[DOCUMENT EXTRACT]
****************

Mladenovic was hurting, hampered by an ailing leg. But she battled her way out of a 0-30 deficit at 5-6, winning four points in a row, holding for 6-6 with an ace down the T. Neither player was unduly troubled on serve until Mladenovic was pushed to the brink of defeat again at 8-9, 15-40, down double match point. But her response was outstanding. An excellent sliced service out wide in the deuce court erased one match point and an ace down the T took canceled the second. She held on for 9-9. Both players protected themselves ably on serve until the 23rd game. Behind 15-40, Pliskova drove a two-hander long.
And so Mladenovic served for the match at 12-11, but here she simply could not see herself clear to victory. Her vision was cluttered by the enormity of the task at hand. Pliskova realized she did not need to be ultra aggressive at this time, and wisely kept as many balls in play as possible, realizing her opponent might self destruct. Pliskova broke at 15 for 12-12. In the following game, she saved a break point and eventually held on with an ace. Mladenovic was unwavering, holding from 30-30 for 13-13. Both women held to make it 14-14. The steadfastness of these two players down the stretch was extraordinary.
Yet only one of them knew how to navigate the ultimate path to victory. Pliskova held for 15-14 at 30 with a winning overhead taken on the bounce, and Mladenovic was absolutely spent. Pliskova broke at love on a stream of errors from a beleaguered adversary. The 24-year-old broke at love to complete a 6-3, 4-6, 16-14 triumph in three hours and 47 minutes. It was a win well earned, a battle hard fought, and a wonderful way to start the proceedings. Pliskova had put her country deservedly out in front, 1-0.
The stage was set for the dynamic left-hander Petra Kvitova to meet world No, 23 Caroline Garcia, a sprightly competitor if ever there was one.

****************

[SOURCE EXCERPT]
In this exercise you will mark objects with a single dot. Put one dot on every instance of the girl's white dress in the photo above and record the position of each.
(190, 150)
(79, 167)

****************

[REQUIRED TASKS]
1 - In the match report above, rewrite the paragraph beginning "And so Mladenovic served for the match" more briefly, keeping its main facts.
2 - Answer these questions from the match report:
(a) After recovering from 0-30 at 5-6, what score did Mladenovic hold for?
(b) How long did the match between Pliskova and Mladenovic last?
(c) Whom was Petra Kvitova set to meet next?
3 - Copy out everything in the match report from "Mladenovic was hurting, hampered" down to "a two-hander long.".

[SOLUTIONS TO THE EXERCISE]
1 - Serving for the match at 12-11, Mladenovic was overwhelmed by the size of the task. Pliskova kept as many balls in play as possible, expecting her opponent to falter, and broke at 15 for 12-12. She then saved a break point and held with an ace. Mladenovic held from 30-30 for 13-13, and both players held again for 14-14, showing remarkable steadiness.

2 -
(a) 6-6
(b) Three hours and 47 minutes
(c) Caroline Garcia

3 -
Mladenovic was hurting, hampered by an ailing leg. But she battled her way out of a 0-30 deficit at 5-6, winning four points in a row, holding for 6-6 with an ace down the T. Neither player was unduly troubled on serve until Mladenovic was pushed to the brink of defeat again at 8-9, 15-40, down double match point. But her response was outstanding. An excellent sliced service out wide in the deuce court erased one match point and an ace down the T took canceled the second. She held on for 9-9. Both players protected themselves ably on serve until the 23rd game. Behind 15-40, Pliskova drove a two-hander long.